**依頼**
本文の「③イサミ可哀想が想定外な理由—ネタキャラは哀れみを受けない」から「つもりだったのではないかと。」までの部分を、「制作陣」を「スタッフ」に差し替えて書き直してください。

**本文**
しかし私が一番注目して頂きたいのは、宇宙人がマイフレンドであるはずのホウセイに対して、まったく手を差し伸べないということです。これは保身に走っているとか、逆に本当は嫌いだから陥れたいとか、そういうことではありません。最後まで何故宇宙人がホウセイマイフレンドと主張し続けたのかはわからず、むしろその不条理さと理不尽さこそが記憶に残る、笑いどころであるともいえます。
私の中では、ブレイバーンの態度は、ずっとホウセイマイフレンドです。
重要な点は、これはブレイバーン(あるいは元少尉)のキャラクター性がそうだ、という話ではなく、世界観がひたすらそうなのだろうということです。
イサミに背負うなとは言うが、緊急時とはいえ「拷問に遭っていた被害者を殴って乗せた」元少尉は、そのことに罪悪感を抱いたりはしません。ことの善悪は置くとして、彼の優しい性格を思えば、これはとても不自然です。
しかし仕方ないのです。
選ばれたパイロットは頑張ってロボに乗るもので、それを嫌がるという時点でなにがしかの欠陥(及びそこから生じるドラマがうまれうる属性)なのです。ただでさえ1クールしかない中で、そんなドラマをやっている暇はなく、理屈がどうあれ乗りたくないなんていうイサミが悪いのだ、というのが世界のルールなのです。
メタ的に言えば、ロボアニメというものは新兵どころか民間人、それも年端もいかない子供がパイロットになることもザラな世界観ばかりです。制作陣がナチュラルに「軍人が泣いて乗りたくないとかギャグだろ(流石に整合性として拷問設定はつけておく)」という認識でも、おかしくないのかもしれません。このナチュラルな認識については、③では前提として書かせて頂きます。


③イサミ可哀想が想定外な理由—ネタキャラは哀れみを受けない

 なんだか長々と書いてしまいましたが、表題の「イサミかわいそう」が何故想定外なのか、ということについて考えてみたいと思います。
「イサミかわいそう」がトレンドに上がった時に必ずと言っていい程取りざたされるのは、制作陣からの「可哀想といわれるのは想定外だった」という、一部を震撼させたコメントです。まあこれについてはネタ的な意味でのポーズというか、流石にそう思わないであんな描写はできないだろうとみなされ、私もそれに同調する立場ではありました。「え?どこが可哀想なの⁈」と被害者にさえして貰えない、という理不尽さが彼の不憫さをいっそう引き立てるのだろうな、などと考えておりました。
 しかし、最終話を見るにつけ、あれは(ある程度の割合では)本気だったのではないかと思えてきました。制作陣は、本当に彼がかわいそうであるという意識がなかったとのではにかと
勿論設定からすれば、考えるまでもなく三尉は被害者であり、可哀想な立場です。その認識がなかったというのは、流石にないのではないかと思われます。認識のズレは、彼の可哀想さが完全に面白おかしいギャグとして描かれ、後に引きずるような話ではなかった—敢えて露骨な言い方をすれば、ガチで悲惨なものと捉えるような二次創作がでるようなシーンとは、認識されていなかったということではないでしょうか?つまり、制作陣にとっては➀で描いたような、イジラレ役としての哀れさを描くつもりだったのではないかと。

**資料一式**
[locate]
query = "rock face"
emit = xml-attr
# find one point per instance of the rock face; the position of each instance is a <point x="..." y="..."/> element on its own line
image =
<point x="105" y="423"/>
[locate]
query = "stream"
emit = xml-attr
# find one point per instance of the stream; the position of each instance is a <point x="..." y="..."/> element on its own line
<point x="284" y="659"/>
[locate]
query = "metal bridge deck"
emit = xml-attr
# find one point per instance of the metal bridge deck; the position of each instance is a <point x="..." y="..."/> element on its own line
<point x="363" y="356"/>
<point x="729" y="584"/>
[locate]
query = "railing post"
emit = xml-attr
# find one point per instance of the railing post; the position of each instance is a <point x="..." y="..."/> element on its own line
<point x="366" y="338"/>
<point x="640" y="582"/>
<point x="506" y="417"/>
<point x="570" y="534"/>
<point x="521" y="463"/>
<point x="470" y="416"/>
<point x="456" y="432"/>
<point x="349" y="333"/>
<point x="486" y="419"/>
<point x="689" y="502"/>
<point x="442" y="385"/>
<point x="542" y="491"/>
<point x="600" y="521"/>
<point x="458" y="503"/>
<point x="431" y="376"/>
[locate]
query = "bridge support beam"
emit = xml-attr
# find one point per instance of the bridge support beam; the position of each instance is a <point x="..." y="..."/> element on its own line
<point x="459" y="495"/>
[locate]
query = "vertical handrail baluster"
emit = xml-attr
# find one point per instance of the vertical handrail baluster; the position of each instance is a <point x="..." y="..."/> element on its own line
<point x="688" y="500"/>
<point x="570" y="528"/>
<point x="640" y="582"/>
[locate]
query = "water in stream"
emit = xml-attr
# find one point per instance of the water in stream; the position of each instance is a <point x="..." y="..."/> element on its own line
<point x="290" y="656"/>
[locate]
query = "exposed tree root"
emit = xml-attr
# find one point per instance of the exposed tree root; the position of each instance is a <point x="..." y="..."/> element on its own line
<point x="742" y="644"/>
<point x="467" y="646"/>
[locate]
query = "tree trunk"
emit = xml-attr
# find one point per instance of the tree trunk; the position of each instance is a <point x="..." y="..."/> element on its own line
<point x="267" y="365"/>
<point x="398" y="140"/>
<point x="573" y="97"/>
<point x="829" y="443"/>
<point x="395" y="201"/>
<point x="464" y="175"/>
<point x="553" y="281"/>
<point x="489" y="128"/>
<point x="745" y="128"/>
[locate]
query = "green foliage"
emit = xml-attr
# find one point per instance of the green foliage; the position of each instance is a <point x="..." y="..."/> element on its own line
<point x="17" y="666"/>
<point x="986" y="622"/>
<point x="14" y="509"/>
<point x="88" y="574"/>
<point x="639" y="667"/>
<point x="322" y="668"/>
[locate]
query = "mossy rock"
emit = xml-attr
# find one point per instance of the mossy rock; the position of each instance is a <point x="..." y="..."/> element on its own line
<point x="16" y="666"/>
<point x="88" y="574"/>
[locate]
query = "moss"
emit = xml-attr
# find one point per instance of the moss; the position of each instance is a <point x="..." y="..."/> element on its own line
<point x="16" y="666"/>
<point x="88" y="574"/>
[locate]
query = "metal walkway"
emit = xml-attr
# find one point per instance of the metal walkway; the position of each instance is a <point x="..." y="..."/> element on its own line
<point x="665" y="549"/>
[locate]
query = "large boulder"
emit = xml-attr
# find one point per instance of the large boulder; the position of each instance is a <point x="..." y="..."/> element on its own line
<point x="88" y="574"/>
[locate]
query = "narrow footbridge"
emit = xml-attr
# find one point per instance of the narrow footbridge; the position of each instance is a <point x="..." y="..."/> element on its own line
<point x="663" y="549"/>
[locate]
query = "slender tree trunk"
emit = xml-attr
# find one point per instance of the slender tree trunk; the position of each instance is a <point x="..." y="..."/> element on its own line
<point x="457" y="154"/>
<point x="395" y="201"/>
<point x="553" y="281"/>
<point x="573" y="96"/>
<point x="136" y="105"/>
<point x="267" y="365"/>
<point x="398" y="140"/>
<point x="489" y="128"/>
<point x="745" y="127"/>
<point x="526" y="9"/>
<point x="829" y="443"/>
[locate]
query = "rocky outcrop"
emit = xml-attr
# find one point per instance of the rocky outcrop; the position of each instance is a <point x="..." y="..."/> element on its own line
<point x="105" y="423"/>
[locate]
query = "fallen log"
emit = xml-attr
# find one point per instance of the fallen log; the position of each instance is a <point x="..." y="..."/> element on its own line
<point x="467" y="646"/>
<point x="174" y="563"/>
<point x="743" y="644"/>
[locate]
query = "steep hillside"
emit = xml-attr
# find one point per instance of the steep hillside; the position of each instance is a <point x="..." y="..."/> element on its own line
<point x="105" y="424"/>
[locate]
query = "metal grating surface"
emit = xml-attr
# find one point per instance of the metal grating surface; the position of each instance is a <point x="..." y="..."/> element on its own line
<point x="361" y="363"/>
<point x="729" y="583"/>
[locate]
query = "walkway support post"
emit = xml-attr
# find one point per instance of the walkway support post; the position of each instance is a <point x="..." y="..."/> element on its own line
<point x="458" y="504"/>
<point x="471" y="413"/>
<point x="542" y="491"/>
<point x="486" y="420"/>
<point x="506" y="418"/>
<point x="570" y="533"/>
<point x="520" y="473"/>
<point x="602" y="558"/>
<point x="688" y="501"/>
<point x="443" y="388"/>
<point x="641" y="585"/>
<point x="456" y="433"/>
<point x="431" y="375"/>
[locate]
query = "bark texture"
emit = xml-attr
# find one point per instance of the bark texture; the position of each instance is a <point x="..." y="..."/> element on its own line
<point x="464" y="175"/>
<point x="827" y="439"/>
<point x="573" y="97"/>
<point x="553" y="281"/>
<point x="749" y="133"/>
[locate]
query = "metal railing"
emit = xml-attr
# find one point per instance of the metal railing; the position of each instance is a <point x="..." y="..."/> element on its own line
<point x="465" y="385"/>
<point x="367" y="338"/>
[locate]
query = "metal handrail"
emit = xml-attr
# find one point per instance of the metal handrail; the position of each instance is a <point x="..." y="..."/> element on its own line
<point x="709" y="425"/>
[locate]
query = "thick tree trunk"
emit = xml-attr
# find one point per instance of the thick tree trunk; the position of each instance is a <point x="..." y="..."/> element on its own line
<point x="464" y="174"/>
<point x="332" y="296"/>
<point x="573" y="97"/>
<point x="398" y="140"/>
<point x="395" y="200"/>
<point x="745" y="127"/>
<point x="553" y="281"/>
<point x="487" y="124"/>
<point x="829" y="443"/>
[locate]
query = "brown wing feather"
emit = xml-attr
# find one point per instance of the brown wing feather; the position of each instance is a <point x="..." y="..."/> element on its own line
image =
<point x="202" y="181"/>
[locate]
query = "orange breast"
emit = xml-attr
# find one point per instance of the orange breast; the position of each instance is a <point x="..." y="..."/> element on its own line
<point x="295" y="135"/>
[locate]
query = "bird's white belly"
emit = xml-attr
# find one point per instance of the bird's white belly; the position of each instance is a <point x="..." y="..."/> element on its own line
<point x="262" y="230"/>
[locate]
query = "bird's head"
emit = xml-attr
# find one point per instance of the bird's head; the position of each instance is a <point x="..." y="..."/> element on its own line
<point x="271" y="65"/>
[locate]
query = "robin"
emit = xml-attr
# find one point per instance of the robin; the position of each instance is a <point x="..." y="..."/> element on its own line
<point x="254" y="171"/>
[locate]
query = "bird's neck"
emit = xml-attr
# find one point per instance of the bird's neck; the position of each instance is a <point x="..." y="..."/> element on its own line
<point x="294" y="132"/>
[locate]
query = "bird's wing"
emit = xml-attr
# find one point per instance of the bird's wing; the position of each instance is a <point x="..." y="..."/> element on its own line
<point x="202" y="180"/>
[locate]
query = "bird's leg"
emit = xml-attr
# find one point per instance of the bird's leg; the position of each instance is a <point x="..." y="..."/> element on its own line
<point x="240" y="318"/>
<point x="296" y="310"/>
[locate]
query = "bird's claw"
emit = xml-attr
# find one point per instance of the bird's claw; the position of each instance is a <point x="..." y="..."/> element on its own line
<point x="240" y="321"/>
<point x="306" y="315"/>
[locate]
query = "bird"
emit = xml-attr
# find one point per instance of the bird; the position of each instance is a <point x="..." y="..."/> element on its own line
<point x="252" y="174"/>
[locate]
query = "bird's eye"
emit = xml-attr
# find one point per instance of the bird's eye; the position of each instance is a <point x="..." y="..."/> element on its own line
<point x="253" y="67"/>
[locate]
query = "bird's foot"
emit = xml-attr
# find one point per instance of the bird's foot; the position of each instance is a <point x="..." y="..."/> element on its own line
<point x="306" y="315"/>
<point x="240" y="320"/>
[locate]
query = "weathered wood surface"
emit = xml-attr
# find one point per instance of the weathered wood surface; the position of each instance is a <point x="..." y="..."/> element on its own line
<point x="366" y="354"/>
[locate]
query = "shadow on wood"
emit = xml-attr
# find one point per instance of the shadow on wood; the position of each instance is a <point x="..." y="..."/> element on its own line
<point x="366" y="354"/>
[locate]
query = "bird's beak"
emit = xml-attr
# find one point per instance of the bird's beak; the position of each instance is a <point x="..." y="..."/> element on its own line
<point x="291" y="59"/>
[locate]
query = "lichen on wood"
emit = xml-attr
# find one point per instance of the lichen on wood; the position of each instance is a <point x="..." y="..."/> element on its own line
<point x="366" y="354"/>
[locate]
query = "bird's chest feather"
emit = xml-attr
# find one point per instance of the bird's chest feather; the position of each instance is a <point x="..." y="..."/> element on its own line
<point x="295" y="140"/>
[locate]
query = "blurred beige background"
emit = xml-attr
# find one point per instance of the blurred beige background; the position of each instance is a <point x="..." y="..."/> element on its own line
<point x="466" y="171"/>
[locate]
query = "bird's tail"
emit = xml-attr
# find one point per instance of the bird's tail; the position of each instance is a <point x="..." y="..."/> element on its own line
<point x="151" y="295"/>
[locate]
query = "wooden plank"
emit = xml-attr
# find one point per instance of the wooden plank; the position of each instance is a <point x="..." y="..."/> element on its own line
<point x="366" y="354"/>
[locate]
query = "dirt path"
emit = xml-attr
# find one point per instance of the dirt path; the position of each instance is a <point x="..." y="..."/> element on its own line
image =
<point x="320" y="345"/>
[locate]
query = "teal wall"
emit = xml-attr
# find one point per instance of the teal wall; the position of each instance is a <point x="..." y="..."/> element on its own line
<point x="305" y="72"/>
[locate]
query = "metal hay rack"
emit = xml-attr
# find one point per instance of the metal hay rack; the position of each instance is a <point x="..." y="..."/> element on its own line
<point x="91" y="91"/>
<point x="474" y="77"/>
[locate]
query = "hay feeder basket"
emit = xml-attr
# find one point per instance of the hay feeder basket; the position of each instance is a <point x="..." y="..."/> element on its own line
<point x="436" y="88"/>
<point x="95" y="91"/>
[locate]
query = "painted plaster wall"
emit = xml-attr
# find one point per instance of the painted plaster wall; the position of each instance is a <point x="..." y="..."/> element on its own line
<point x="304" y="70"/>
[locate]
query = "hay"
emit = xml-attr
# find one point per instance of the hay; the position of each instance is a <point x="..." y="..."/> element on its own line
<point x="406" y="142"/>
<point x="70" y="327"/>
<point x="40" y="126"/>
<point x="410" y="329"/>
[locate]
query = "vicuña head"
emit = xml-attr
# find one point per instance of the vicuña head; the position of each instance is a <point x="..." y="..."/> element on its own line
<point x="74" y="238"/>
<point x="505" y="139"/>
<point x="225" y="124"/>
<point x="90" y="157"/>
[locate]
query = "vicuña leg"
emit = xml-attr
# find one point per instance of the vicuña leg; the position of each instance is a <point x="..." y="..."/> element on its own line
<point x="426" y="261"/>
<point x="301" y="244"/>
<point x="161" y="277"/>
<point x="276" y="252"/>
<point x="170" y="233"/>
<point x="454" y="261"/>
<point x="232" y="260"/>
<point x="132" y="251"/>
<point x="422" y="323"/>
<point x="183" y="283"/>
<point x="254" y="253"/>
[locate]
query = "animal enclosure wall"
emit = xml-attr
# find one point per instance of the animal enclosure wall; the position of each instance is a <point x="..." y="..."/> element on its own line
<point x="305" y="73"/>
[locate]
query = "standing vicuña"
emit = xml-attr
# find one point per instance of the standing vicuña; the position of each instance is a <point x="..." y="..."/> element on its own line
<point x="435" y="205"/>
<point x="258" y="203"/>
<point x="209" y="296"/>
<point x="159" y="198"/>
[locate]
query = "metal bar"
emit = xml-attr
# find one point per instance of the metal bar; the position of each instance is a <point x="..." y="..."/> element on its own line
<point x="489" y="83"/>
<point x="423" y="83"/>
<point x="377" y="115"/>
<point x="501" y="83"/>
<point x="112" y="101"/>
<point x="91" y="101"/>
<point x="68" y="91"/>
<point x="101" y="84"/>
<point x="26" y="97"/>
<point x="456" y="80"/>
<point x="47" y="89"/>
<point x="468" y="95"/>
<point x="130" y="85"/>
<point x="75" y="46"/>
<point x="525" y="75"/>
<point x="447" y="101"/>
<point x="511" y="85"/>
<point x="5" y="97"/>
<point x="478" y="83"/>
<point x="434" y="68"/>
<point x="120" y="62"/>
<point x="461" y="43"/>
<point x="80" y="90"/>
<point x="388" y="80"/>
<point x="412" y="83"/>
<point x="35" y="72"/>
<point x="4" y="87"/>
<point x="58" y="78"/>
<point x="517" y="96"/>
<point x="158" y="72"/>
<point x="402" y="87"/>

**完全な解答**
③イサミ可哀想が想定外な理由—ネタキャラは哀れみを受けない

 なんだか長々と書いてしまいましたが、表題の「イサミかわいそう」が何故想定外なのか、ということについて考えてみたいと思います。
「イサミかわいそう」がトレンドに上がった時に必ずと言っていい程取りざたされるのは、スタッフからの「可哀想といわれるのは想定外だった」という、一部を震撼させたコメントです。まあこれについてはネタ的な意味でのポーズというか、流石にそう思わないであんな描写はできないだろうとみなされ、私もそれに同調する立場ではありました。「え?どこが可哀想なの⁈」と被害者にさえして貰えない、という理不尽さが彼の不憫さをいっそう引き立てるのだろうな、などと考えておりました。
 しかし、最終話を見るにつけ、あれは(ある程度の割合では)本気だったのではないかと思えてきました。スタッフは、本当に彼がかわいそうであるという意識がなかったとのではにかと
勿論設定からすれば、考えるまでもなく三尉は被害者であり、可哀想な立場です。その認識がなかったというのは、流石にないのではないかと思われます。認識のズレは、彼の可哀想さが完全に面白おかしいギャグとして描かれ、後に引きずるような話ではなかった—敢えて露骨な言い方をすれば、ガチで悲惨なものと捉えるような二次創作がでるようなシーンとは、認識されていなかったということではないでしょうか?つまり、スタッフにとっては➀で描いたような、イジラレ役としての哀れさを描くつもりだったのではないかと。